[Written instruction]:
From the line containing "Where can the yellow" through the last line of the data, return those lines exactly as written and nothing more.

[Raw records]:
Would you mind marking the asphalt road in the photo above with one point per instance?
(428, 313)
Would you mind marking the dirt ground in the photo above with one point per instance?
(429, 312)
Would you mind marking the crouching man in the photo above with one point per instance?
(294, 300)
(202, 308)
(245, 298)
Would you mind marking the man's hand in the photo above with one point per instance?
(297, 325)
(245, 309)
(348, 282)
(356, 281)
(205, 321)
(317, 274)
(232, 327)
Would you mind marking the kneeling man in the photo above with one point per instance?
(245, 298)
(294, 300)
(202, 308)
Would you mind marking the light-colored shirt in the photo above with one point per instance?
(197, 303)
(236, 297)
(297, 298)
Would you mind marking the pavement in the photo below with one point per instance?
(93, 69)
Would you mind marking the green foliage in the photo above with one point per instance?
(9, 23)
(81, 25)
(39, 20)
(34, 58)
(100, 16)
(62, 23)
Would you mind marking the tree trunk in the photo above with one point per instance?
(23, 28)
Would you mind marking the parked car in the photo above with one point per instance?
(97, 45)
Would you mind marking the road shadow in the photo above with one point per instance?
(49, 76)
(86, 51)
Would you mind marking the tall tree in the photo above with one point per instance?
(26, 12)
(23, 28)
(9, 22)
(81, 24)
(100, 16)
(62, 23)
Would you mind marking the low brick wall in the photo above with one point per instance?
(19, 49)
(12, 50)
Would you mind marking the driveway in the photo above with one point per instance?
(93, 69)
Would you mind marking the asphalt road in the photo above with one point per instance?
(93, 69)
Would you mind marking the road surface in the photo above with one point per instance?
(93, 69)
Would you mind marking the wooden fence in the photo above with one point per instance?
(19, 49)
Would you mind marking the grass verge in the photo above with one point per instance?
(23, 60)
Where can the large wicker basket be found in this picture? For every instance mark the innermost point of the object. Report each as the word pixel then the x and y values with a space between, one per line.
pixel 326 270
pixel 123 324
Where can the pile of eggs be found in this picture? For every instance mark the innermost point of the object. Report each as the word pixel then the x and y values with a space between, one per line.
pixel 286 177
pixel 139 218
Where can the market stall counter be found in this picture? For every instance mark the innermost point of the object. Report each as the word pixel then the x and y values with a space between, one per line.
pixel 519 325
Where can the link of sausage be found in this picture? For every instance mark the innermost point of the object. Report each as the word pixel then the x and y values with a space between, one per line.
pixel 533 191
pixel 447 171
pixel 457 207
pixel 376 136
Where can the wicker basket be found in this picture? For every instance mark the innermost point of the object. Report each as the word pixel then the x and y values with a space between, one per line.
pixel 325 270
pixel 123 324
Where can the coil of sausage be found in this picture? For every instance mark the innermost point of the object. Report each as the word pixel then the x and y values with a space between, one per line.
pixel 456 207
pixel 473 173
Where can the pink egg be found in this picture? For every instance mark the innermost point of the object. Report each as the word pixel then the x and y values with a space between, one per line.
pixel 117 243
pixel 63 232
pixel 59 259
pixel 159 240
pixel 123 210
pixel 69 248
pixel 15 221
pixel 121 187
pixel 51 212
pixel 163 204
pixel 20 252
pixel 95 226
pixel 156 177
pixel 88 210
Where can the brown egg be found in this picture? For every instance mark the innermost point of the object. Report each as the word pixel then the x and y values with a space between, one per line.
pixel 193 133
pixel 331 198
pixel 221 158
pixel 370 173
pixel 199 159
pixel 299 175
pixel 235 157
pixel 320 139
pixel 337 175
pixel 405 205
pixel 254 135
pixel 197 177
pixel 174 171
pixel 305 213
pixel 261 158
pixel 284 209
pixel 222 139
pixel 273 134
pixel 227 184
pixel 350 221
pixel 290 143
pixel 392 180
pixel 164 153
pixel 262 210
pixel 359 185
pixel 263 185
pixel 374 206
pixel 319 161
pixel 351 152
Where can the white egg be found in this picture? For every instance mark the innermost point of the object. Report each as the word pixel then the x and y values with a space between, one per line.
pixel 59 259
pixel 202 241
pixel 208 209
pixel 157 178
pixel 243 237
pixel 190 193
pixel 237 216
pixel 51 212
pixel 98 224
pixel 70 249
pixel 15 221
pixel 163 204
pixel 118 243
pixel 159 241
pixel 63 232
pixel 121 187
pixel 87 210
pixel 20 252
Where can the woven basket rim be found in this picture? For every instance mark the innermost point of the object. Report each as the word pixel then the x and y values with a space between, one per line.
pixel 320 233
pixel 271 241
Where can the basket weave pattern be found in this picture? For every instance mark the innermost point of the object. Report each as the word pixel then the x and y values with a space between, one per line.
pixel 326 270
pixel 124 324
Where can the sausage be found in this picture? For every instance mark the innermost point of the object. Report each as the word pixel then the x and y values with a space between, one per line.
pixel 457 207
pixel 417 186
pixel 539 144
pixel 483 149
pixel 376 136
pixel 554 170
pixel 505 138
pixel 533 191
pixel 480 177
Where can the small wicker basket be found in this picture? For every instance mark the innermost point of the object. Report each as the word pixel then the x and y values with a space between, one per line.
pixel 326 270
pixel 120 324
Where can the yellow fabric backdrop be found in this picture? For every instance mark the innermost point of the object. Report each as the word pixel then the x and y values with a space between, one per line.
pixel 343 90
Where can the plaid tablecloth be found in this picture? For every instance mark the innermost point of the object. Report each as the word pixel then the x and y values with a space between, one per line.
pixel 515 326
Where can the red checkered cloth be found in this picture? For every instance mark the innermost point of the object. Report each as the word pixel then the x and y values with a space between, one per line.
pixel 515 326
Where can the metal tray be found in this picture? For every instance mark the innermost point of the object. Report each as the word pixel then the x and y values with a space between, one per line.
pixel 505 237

[Task output]:
Where can the yellow fabric backdrop be found in this picture? For every instance mark the innermost point of the object. Report each as the word pixel then the x and y values with a space between, one per line.
pixel 343 90
Where can the plaid tablecloth be found in this picture? For every instance mark the innermost point of the object. Report each as the word pixel then the x and y values with a space between, one per line.
pixel 515 326
Where can the red checkered cloth be found in this picture? For every instance mark the innermost point of the object. Report each as the word pixel then the x and y values with a space between, one per line.
pixel 515 326
Where can the metal tray be found in this picture? For every instance mark the innermost point of the object. Report each as the word pixel then the x and y values with a space between, one per line.
pixel 505 237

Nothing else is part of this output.